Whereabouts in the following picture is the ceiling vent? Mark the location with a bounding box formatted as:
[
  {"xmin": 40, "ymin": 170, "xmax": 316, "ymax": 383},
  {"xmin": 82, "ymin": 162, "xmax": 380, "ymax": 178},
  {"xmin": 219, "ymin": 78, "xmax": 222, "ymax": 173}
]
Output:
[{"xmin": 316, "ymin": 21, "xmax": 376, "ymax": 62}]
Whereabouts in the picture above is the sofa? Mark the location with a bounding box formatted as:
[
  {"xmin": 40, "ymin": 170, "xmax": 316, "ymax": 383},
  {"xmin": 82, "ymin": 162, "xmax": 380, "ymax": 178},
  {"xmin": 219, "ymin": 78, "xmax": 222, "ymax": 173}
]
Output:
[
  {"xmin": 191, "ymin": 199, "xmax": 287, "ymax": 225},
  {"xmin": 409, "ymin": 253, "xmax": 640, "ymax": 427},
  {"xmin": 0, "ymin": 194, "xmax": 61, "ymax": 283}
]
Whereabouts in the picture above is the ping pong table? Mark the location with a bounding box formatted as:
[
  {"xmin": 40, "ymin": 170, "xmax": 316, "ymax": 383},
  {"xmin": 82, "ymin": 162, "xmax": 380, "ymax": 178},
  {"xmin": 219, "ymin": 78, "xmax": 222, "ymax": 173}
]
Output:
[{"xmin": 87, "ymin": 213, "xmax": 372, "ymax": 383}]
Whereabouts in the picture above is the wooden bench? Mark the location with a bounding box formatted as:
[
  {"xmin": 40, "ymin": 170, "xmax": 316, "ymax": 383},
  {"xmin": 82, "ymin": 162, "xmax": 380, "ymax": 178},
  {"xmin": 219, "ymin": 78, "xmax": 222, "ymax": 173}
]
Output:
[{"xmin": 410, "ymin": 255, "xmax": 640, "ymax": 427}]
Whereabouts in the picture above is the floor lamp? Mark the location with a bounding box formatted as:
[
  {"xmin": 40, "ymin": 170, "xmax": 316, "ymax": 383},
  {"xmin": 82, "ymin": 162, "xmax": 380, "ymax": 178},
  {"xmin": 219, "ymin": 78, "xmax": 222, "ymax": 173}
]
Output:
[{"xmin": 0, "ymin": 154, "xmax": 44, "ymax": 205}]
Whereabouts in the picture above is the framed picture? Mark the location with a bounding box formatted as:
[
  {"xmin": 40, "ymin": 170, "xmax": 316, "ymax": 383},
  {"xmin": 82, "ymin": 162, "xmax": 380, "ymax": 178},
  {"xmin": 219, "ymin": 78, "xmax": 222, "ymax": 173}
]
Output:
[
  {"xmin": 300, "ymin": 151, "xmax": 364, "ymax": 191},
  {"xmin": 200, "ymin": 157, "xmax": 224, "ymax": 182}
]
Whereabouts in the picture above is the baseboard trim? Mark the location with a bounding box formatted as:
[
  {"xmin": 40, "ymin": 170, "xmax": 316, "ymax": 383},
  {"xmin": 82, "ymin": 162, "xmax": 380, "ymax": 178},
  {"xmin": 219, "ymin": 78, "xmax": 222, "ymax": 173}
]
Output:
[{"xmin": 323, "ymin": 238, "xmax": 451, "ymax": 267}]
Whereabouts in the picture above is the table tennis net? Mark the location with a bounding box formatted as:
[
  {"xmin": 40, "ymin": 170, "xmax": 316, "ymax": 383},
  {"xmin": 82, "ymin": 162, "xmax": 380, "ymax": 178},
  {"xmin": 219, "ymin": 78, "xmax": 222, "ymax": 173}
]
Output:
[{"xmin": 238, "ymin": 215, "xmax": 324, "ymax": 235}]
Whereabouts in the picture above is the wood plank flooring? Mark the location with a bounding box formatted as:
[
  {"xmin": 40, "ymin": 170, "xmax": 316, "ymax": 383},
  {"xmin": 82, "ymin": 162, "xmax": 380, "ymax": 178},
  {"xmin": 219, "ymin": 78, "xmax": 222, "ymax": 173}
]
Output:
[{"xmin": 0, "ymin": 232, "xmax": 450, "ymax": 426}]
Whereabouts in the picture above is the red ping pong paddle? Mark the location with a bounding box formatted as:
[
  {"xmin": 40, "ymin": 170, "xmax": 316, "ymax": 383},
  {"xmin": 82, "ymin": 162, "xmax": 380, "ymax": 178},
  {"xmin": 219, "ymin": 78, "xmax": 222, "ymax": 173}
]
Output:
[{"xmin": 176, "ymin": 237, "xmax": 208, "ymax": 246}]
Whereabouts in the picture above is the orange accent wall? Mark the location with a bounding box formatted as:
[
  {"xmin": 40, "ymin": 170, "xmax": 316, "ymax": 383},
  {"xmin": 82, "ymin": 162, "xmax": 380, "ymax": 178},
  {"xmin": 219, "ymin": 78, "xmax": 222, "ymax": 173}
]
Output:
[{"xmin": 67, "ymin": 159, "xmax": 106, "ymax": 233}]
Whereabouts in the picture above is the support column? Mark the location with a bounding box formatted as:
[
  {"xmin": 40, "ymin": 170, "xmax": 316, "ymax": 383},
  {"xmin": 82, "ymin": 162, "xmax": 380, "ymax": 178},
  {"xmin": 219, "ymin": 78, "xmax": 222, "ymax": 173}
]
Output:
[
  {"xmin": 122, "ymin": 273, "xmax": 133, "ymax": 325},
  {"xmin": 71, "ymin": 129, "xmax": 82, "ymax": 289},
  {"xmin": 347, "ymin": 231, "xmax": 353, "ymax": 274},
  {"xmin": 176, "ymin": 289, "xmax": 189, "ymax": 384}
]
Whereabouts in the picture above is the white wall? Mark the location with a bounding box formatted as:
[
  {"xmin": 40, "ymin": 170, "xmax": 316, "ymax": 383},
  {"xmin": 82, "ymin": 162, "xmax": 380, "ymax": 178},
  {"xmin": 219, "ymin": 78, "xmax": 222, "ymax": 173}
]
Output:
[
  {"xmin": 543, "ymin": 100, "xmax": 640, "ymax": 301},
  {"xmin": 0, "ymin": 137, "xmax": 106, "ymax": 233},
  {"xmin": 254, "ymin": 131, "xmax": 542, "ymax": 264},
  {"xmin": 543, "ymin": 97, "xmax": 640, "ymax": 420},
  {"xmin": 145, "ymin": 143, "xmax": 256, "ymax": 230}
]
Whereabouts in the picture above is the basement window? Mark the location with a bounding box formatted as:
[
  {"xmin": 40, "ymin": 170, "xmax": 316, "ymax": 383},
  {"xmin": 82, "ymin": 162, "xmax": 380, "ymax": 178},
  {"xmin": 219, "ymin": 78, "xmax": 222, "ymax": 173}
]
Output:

• [OBJECTIVE] Rewrite all of the items above, replacing "Whereabouts in" with "Where in" wherever it occurs and changing nothing else.

• [THE SOLUTION]
Where in the following picture is the ceiling vent? Mark the location with a bounding box formatted as:
[
  {"xmin": 40, "ymin": 170, "xmax": 316, "ymax": 383},
  {"xmin": 82, "ymin": 162, "xmax": 380, "ymax": 178},
  {"xmin": 219, "ymin": 78, "xmax": 222, "ymax": 173}
]
Output:
[{"xmin": 316, "ymin": 21, "xmax": 376, "ymax": 62}]
Where in the picture above is the sofa? Mark the location with a bounding box formatted as:
[
  {"xmin": 40, "ymin": 170, "xmax": 316, "ymax": 383},
  {"xmin": 82, "ymin": 162, "xmax": 380, "ymax": 178},
  {"xmin": 219, "ymin": 78, "xmax": 222, "ymax": 173}
]
Output:
[
  {"xmin": 191, "ymin": 199, "xmax": 287, "ymax": 225},
  {"xmin": 409, "ymin": 253, "xmax": 640, "ymax": 427},
  {"xmin": 0, "ymin": 194, "xmax": 61, "ymax": 283}
]
Where in the picture above is the ping pong table? Mark the location with a bounding box formatted as:
[
  {"xmin": 40, "ymin": 170, "xmax": 316, "ymax": 383},
  {"xmin": 82, "ymin": 162, "xmax": 380, "ymax": 178},
  {"xmin": 219, "ymin": 78, "xmax": 222, "ymax": 173}
]
Output:
[{"xmin": 87, "ymin": 213, "xmax": 372, "ymax": 383}]
Where in the picture above is the wooden bench? Mark the location with a bounding box formatted as:
[
  {"xmin": 40, "ymin": 170, "xmax": 316, "ymax": 383},
  {"xmin": 82, "ymin": 162, "xmax": 380, "ymax": 178},
  {"xmin": 219, "ymin": 78, "xmax": 222, "ymax": 173}
]
Output:
[{"xmin": 410, "ymin": 255, "xmax": 640, "ymax": 427}]
Where in the picture above is the floor lamp? Mark the location with a bounding box formatted as:
[
  {"xmin": 40, "ymin": 170, "xmax": 316, "ymax": 383},
  {"xmin": 82, "ymin": 162, "xmax": 380, "ymax": 178},
  {"xmin": 219, "ymin": 78, "xmax": 222, "ymax": 173}
]
Output:
[{"xmin": 0, "ymin": 154, "xmax": 44, "ymax": 205}]
Where in the picture above is the framed picture? Mark the location with a bounding box formatted as:
[
  {"xmin": 40, "ymin": 170, "xmax": 316, "ymax": 383},
  {"xmin": 82, "ymin": 162, "xmax": 380, "ymax": 178},
  {"xmin": 219, "ymin": 78, "xmax": 222, "ymax": 173}
]
Output:
[
  {"xmin": 300, "ymin": 151, "xmax": 364, "ymax": 191},
  {"xmin": 200, "ymin": 157, "xmax": 224, "ymax": 182}
]
Where in the picture above is the baseboard trim? Mark the location with a bounding box formatted as:
[
  {"xmin": 40, "ymin": 170, "xmax": 316, "ymax": 383},
  {"xmin": 82, "ymin": 162, "xmax": 380, "ymax": 178},
  {"xmin": 219, "ymin": 78, "xmax": 222, "ymax": 173}
]
Output:
[{"xmin": 323, "ymin": 238, "xmax": 451, "ymax": 267}]
Where in the picture above is the table tennis net? Mark the location with a bounding box formatted as:
[
  {"xmin": 40, "ymin": 170, "xmax": 316, "ymax": 383},
  {"xmin": 82, "ymin": 162, "xmax": 380, "ymax": 178},
  {"xmin": 219, "ymin": 78, "xmax": 222, "ymax": 173}
]
Output:
[{"xmin": 238, "ymin": 215, "xmax": 324, "ymax": 235}]
Where in the picture above is the wood plank flooring? Mark the location with a bounding box formatted as:
[
  {"xmin": 40, "ymin": 170, "xmax": 316, "ymax": 383},
  {"xmin": 82, "ymin": 162, "xmax": 380, "ymax": 178},
  {"xmin": 219, "ymin": 78, "xmax": 222, "ymax": 173}
]
Output:
[{"xmin": 0, "ymin": 232, "xmax": 450, "ymax": 426}]
Where in the picture above is the red ping pong paddle? Mark the location with a bounding box formatted as:
[
  {"xmin": 40, "ymin": 170, "xmax": 316, "ymax": 383},
  {"xmin": 82, "ymin": 162, "xmax": 380, "ymax": 178},
  {"xmin": 219, "ymin": 78, "xmax": 222, "ymax": 173}
]
Output:
[{"xmin": 176, "ymin": 237, "xmax": 208, "ymax": 246}]
Where in the picture above is the orange accent wall? Mark the location with a bounding box formatted as:
[
  {"xmin": 40, "ymin": 170, "xmax": 316, "ymax": 383},
  {"xmin": 82, "ymin": 162, "xmax": 380, "ymax": 178},
  {"xmin": 219, "ymin": 78, "xmax": 222, "ymax": 173}
]
Output:
[{"xmin": 67, "ymin": 159, "xmax": 106, "ymax": 233}]
Where in the picture above is the support column? Mark the location with a bounding box formatted as:
[
  {"xmin": 40, "ymin": 170, "xmax": 316, "ymax": 383},
  {"xmin": 82, "ymin": 162, "xmax": 380, "ymax": 178},
  {"xmin": 219, "ymin": 78, "xmax": 222, "ymax": 173}
]
Output:
[
  {"xmin": 122, "ymin": 273, "xmax": 133, "ymax": 325},
  {"xmin": 71, "ymin": 129, "xmax": 82, "ymax": 289},
  {"xmin": 347, "ymin": 231, "xmax": 353, "ymax": 274},
  {"xmin": 176, "ymin": 289, "xmax": 189, "ymax": 384}
]
Where in the picture above is the white wall? Mark the location with a bounding box formatted as:
[
  {"xmin": 40, "ymin": 170, "xmax": 316, "ymax": 383},
  {"xmin": 82, "ymin": 162, "xmax": 380, "ymax": 178},
  {"xmin": 219, "ymin": 78, "xmax": 222, "ymax": 173}
]
Output:
[
  {"xmin": 543, "ymin": 100, "xmax": 640, "ymax": 301},
  {"xmin": 0, "ymin": 137, "xmax": 106, "ymax": 233},
  {"xmin": 254, "ymin": 131, "xmax": 542, "ymax": 264},
  {"xmin": 543, "ymin": 97, "xmax": 640, "ymax": 420},
  {"xmin": 145, "ymin": 143, "xmax": 256, "ymax": 230}
]
Where in the picture above is the basement window? Mark the location with a bounding box formatted as:
[
  {"xmin": 40, "ymin": 170, "xmax": 316, "ymax": 383},
  {"xmin": 82, "ymin": 162, "xmax": 380, "ymax": 178},
  {"xmin": 219, "ymin": 78, "xmax": 222, "ymax": 173}
]
Output:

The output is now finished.